> The task
Rewrite the data below with every occurrence of "windshield wiper" changed to "wiper blade" and all other text left unchanged. Omit the pictures from your answer.

> Exercise material
---*---

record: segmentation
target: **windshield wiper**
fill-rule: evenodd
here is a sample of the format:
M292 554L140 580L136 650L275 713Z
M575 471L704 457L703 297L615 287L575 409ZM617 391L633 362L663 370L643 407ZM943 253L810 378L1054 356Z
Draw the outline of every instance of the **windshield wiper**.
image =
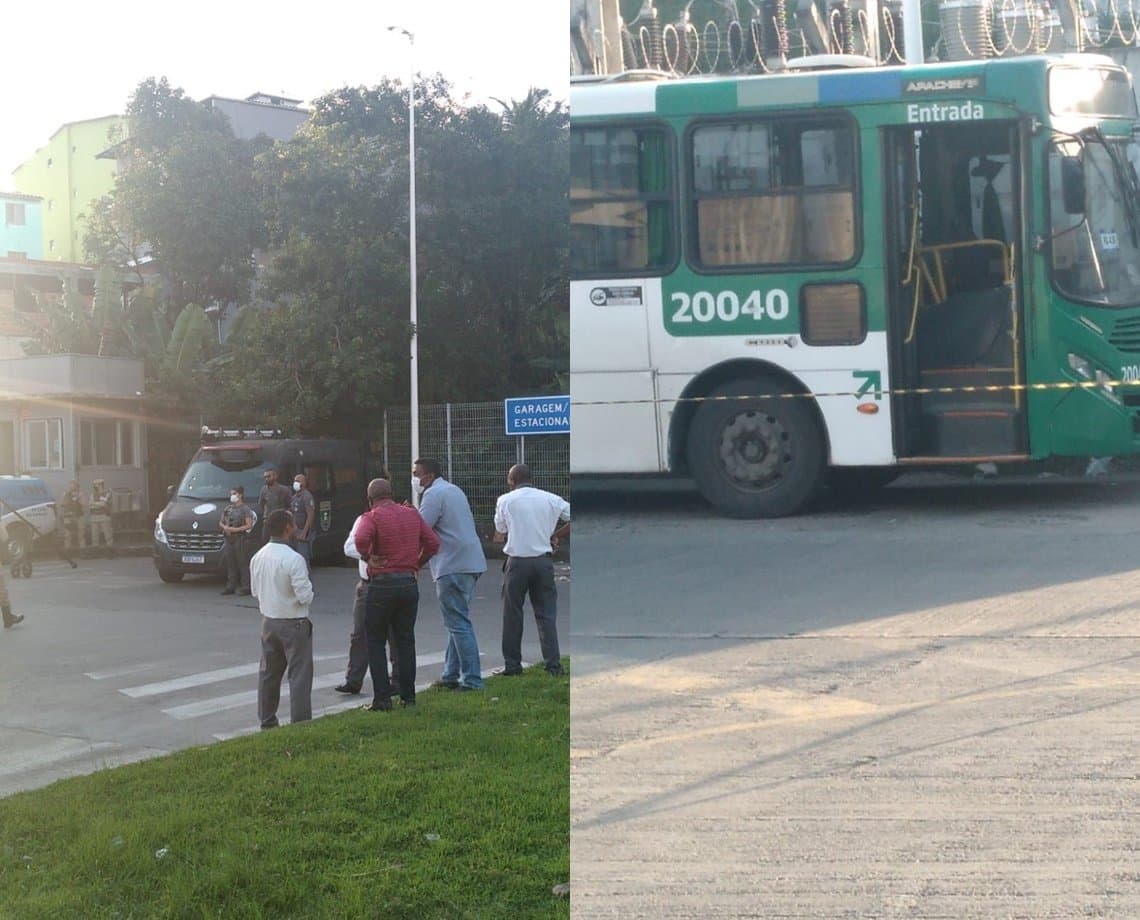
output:
M1082 133L1091 135L1105 148L1108 162L1113 164L1113 176L1124 198L1121 203L1124 205L1124 219L1129 223L1132 247L1140 247L1140 185L1135 180L1135 170L1131 163L1125 168L1119 149L1115 144L1108 143L1100 128L1088 128Z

---*---

> Written solution
record: segmentation
target: **wiper blade**
fill-rule: evenodd
here is a sample of the format:
M292 554L140 580L136 650L275 713Z
M575 471L704 457L703 297L615 287L575 409ZM617 391L633 362L663 370L643 407ZM943 253L810 378L1054 356Z
Draw the outline of every instance of the **wiper blade**.
image =
output:
M1082 133L1091 135L1105 148L1108 162L1113 164L1113 176L1124 198L1121 203L1124 205L1124 219L1129 223L1132 247L1140 247L1140 185L1135 180L1135 170L1131 163L1125 168L1119 149L1115 144L1108 143L1100 128L1088 128Z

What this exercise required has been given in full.